--- Records supplied ---
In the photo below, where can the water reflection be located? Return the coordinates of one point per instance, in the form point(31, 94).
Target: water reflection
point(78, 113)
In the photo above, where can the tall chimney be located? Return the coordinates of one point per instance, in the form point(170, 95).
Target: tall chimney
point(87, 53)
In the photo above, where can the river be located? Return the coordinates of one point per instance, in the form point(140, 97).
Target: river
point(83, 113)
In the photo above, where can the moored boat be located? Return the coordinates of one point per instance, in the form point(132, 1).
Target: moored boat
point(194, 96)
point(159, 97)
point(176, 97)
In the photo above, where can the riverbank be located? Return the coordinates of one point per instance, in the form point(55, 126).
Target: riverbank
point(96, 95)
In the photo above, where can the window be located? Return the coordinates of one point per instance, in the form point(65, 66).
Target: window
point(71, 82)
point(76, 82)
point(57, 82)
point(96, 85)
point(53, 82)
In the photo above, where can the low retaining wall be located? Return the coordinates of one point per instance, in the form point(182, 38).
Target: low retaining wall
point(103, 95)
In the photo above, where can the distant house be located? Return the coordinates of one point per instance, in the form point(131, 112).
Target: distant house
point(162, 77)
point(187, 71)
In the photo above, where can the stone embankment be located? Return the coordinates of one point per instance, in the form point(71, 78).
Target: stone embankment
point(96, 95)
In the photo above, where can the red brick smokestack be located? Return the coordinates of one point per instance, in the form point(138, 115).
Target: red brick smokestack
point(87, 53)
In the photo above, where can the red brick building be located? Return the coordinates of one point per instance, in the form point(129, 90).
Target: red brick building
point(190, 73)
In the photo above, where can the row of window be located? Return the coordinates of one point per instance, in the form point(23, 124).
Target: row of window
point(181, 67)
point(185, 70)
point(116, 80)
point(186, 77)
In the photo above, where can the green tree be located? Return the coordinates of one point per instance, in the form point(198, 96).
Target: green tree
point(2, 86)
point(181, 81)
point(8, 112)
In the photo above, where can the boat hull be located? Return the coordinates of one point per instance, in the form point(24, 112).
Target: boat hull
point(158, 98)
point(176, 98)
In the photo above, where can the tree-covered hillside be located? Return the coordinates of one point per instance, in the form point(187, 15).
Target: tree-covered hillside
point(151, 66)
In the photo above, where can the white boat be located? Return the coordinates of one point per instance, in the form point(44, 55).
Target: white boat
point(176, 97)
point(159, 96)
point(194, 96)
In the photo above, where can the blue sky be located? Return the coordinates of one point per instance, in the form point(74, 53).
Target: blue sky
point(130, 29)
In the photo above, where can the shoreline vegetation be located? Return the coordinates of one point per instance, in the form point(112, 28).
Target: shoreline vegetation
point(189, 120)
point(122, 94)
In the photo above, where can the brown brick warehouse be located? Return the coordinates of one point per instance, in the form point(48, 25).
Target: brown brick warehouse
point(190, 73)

--- Directions for this task ---
Every line in the material must be retyped exactly, with none omitted.

--- Solution for this task ---
In the photo below, where can the water reflection be located? Return the coordinates of one point per instance, in the form point(31, 94).
Target: water reflection
point(78, 113)
In the photo above, where can the tall chimney be located? Return the coordinates of one point per instance, in the form point(170, 95).
Target: tall chimney
point(87, 53)
In the photo above, where can the river be located? Return the coordinates of one point per instance, in the form point(140, 97).
Target: river
point(83, 113)
In the photo above, where can the moored boat be located? Return the coordinates of one point per instance, in the form point(132, 1).
Target: moored boat
point(194, 96)
point(159, 97)
point(176, 97)
In the photo above, where can the riverbank be located? Return the coordinates of one point per instance, in the form point(55, 126).
Target: riverbank
point(96, 95)
In the photo above, where can the window be located? Return the coordinates of one point per instance, in the form point(65, 66).
Target: window
point(71, 82)
point(76, 82)
point(57, 82)
point(96, 85)
point(53, 82)
In the photo above, where can the low retaining wall be located? Return the coordinates of one point per instance, in the form point(182, 38).
Target: low retaining wall
point(103, 95)
In the photo above, where can the distant house be located? Return the coordinates of one point per instance, in the form point(131, 112).
Target: distant house
point(162, 77)
point(187, 71)
In the photo above, where can the stone embankment be located? Return the coordinates of one point per instance, in the form point(71, 78).
Target: stone embankment
point(96, 95)
In the photo above, where can the red brick smokestack be located? Return the coordinates of one point per instance, in the form point(138, 115).
Target: red brick smokestack
point(87, 53)
In the photo above, where can the red brick building be located? Return the coordinates of one point per instance, in the form point(129, 90).
Target: red brick building
point(190, 73)
In the photo above, where can the row of window be located? Return the coordinates of one point per instance, in the form point(23, 124).
Target: row of window
point(181, 67)
point(185, 70)
point(116, 80)
point(186, 77)
In the photo above, where can the green tree be located? Return the coordinates of one point per instance, in the form point(198, 96).
Target: green tree
point(2, 86)
point(181, 81)
point(8, 112)
In the photo above, where can the boat hull be located? Return the coordinates of one point per instance, in the form point(24, 112).
Target: boat hull
point(158, 98)
point(176, 98)
In the photo above, where can the tree-covered hillside be located? Return the coordinates of one point per instance, in the form point(187, 15).
Target: tree-covered hillside
point(151, 66)
In the photo above, where can the white boat be located? Return the coordinates of one point per instance, in the form point(44, 55).
Target: white boat
point(176, 97)
point(159, 96)
point(194, 96)
In the photo above, where can the blue sky be located? Return the coordinates of one point per instance, in the form point(74, 53).
Target: blue sky
point(130, 29)
In the photo above, where can the shoreline vegetation be located? Return the coordinates of one point per instance, in the form point(112, 28).
Target: shoreline vegetation
point(189, 120)
point(122, 94)
In the photo above, where can the brown brick warehouse be located? Return the coordinates of one point per instance, in the form point(48, 25).
Target: brown brick warehouse
point(190, 73)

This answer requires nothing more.